How many more people have to die before Washington Post critic Anne Hornaday strikes again?
How many students watch outsized frat-boy fantasies like “Neighbors” and feel, as Rodger did, unjustly shut out of college life that should be full of “sex and fun and pleasure”? How many men, raised on a steady diet of Judd Apatow comedies in which the shlubby arrested adolescent always gets the girl, find that those happy endings constantly elude them and conclude, “It’s not fair”?
Movies may not reflect reality, but they powerfully condition what we desire, expect and feel we deserve from it. The myths that movies have been selling us become even more palpable at a time when spectators become their own auteurs and stars on YouTube, Instagram and Vine. If our cinematic grammar is one of violence, sexual conquest and macho swagger — thanks to male studio executives who green-light projects according to their own pathetic predilections — no one should be surprised when those impulses take luridly literal form in the culture at large.
I mean, if Hornaday can make an argument for blaming Elliot Rodger’s tragic murder spree on “the toxic double helix of insecurity and entitlement that comprises Hollywood’s DNA,” then I can certainly make a go at blaming such tragedies on dangerously complicit commentary that totally ignores the role of, you know, the gun.
Rodger reportedly stabbed to death his two roommates and a guest at his apartment, and then shot to death two women and a man before turning the gun on himself.
I’m not saying that Hornaday doesn’t have any valid points about sexism in Hollywood, and she does at least make a nod to the role of mental illness in this tragedy. But she doesn’t even mention the role of the gun, or the role of our nation’s stupidly dangerous gun culture. And in that sense she helps contribute to the enabling of future such tragedies.

§

§ To do
1. According to the commentary on Anne Hornaday's column, what did Rodger reportedly do at his apartment before shooting anyone?
2. Explain why the commentary on Anne Hornaday's column holds that she helps enable future tragedies like this one.

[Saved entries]
§

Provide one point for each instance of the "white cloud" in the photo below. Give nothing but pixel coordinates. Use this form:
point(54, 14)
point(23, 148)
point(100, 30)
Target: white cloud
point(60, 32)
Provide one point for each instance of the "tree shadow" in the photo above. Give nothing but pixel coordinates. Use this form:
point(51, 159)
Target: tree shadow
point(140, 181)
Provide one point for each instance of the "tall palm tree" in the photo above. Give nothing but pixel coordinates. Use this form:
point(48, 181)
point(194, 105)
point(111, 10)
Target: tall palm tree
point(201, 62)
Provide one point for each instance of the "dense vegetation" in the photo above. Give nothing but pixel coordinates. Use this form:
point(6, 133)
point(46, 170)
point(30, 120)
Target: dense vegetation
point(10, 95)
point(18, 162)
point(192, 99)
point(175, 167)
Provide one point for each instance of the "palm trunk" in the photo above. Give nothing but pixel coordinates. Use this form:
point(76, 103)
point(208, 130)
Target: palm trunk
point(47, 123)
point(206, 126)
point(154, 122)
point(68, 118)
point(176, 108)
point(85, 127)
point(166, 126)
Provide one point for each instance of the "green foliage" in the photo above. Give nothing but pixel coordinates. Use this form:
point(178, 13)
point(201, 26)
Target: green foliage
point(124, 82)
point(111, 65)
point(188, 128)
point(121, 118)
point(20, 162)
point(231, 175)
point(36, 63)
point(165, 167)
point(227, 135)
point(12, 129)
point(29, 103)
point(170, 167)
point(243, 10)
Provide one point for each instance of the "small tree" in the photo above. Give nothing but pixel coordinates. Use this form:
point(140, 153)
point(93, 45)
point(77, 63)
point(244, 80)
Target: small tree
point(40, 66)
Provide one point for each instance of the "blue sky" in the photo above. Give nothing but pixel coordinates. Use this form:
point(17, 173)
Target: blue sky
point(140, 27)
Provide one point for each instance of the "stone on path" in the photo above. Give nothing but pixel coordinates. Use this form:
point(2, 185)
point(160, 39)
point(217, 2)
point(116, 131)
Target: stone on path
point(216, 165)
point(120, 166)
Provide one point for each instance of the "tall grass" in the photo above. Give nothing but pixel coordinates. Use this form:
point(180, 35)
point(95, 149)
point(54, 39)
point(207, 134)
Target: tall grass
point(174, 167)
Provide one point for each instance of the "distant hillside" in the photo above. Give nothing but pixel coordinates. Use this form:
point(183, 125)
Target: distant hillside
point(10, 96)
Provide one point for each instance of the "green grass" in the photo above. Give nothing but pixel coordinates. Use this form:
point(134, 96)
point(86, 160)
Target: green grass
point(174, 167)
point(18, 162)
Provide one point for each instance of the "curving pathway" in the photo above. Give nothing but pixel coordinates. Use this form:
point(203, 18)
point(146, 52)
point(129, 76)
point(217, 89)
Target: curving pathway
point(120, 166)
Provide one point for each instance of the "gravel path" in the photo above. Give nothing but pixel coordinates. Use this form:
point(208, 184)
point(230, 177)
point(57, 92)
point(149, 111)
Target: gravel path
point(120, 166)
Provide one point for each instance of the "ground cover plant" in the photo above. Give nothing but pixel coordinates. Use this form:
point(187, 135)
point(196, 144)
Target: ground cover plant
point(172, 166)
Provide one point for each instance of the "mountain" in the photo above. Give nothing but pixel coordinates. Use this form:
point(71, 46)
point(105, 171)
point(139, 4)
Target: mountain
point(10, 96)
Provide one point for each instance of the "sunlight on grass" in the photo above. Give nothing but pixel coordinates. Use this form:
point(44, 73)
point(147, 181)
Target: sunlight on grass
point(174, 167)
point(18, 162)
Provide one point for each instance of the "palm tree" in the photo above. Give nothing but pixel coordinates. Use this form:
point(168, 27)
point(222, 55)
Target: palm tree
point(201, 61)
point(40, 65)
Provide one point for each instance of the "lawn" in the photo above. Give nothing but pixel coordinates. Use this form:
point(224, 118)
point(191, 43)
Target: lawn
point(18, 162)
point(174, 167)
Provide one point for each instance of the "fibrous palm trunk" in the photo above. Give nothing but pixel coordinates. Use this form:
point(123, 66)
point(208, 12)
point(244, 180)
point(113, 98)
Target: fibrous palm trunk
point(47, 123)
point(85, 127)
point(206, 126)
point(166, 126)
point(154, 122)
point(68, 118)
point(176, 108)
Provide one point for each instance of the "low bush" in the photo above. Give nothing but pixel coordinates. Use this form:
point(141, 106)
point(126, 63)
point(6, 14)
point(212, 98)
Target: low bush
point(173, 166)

§

§ Task-by-task solutions
1. He reportedly stabbed to death his two roommates and a guest.

2. The writer argues that Hornaday does not even mention the role of the gun or of the nation's "stupidly dangerous gun culture." By ignoring that factor, her commentary is "dangerously complicit" and helps contribute to the enabling of future such tragedies.